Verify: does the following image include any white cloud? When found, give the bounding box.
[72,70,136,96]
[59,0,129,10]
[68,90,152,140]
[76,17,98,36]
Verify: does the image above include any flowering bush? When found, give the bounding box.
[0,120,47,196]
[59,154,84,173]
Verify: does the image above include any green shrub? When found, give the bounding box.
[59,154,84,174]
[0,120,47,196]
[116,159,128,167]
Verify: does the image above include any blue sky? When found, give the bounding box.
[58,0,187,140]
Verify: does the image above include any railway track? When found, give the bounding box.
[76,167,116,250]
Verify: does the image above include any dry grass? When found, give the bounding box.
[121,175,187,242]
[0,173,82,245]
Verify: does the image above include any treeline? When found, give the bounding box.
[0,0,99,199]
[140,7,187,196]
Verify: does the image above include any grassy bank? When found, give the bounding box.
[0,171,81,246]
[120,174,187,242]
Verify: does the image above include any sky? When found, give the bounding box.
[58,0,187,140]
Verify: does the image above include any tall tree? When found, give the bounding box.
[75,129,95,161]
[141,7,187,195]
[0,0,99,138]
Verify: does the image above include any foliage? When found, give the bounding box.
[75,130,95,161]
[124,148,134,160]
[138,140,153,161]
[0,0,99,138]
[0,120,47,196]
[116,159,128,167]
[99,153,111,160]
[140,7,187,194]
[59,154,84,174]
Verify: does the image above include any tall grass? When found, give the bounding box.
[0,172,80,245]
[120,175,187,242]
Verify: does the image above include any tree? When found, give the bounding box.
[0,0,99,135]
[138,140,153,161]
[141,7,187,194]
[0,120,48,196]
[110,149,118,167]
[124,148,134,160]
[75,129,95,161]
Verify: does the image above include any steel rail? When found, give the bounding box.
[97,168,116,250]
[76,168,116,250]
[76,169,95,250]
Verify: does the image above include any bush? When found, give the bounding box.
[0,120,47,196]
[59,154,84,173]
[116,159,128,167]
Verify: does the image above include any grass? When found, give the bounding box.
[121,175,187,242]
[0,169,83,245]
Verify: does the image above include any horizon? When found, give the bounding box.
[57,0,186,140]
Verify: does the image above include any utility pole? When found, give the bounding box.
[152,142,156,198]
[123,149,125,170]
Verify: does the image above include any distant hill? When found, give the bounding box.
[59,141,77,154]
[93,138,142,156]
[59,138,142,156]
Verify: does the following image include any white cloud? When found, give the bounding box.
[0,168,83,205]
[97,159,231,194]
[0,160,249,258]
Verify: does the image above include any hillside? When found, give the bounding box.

○ ○ ○

> The exercise
Rewrite all of the data above, changing each "Verify" to "Check" and leaving everything else unchanged.

> Result for this task
Check: does the following image include any white cloud? When found, give the bounding box.
[72,70,136,96]
[59,0,129,10]
[68,90,152,140]
[76,17,98,36]
Check: does the image above include any flowering bush? When found, give the bounding box.
[0,120,47,196]
[59,154,84,173]
Check: does the image above include any green shrub? When found, give the bounding box.
[59,154,84,174]
[0,120,47,196]
[116,159,128,167]
Check: does the image above include any blue sky? When found, give the bounding box.
[58,0,187,140]
Check: does the image above include any railway track? When found, give the bounding box.
[76,167,116,250]
Check: does the image above include any dry grass? When found, give the bounding box.
[121,175,187,242]
[0,173,82,245]
Check: does the image above include any treeline? When found, give the bounding box.
[0,0,99,199]
[140,7,187,196]
Check: does the image above include any grassy bank? When found, give the bounding box.
[0,171,81,246]
[120,174,187,242]
Check: does the image above include any sky? When found, give the bounding box.
[58,0,187,140]
Check: does the image above include any tall tree? When found, give the bounding box.
[75,129,95,161]
[141,7,187,195]
[0,0,99,138]
Check: does the image above include any foliage? When found, give the bounding box.
[75,130,95,161]
[124,148,134,160]
[138,140,153,161]
[0,0,99,138]
[0,120,47,196]
[116,159,128,167]
[99,153,111,160]
[140,7,187,194]
[59,154,84,174]
Check: does the image above include any tall grass? When found, give the bounding box.
[0,172,80,245]
[120,175,187,242]
Check: does the image above include any tree? When found, give the bounding box.
[0,0,99,135]
[138,140,153,161]
[141,7,187,194]
[0,120,48,196]
[110,149,118,167]
[124,148,134,160]
[75,129,95,161]
Check: does the image above include any steel rail? When found, give the bounding box.
[97,168,116,250]
[76,168,116,250]
[76,169,95,250]
Check: does the image above include any bush? When found, give the bounding box.
[0,120,47,196]
[59,154,84,173]
[116,159,128,167]
Check: does the image above include any grass? When found, give the bounding box.
[121,175,187,242]
[0,169,83,245]
Check: does the image above include any horizon? When found, give the bounding box.
[57,0,186,140]
Check: does the image above include any utility pole? When found, give the bounding box.
[152,142,156,198]
[123,149,125,170]
Check: does the image above include any distant hill? When found, give the bounding box.
[59,141,77,154]
[93,138,142,156]
[59,138,142,156]
Check: does the following image include any white cloud? When found, give the bounding box.
[0,168,83,205]
[97,159,231,194]
[0,160,249,258]
Check: does the image above include any hillside? When found, give the bounding box.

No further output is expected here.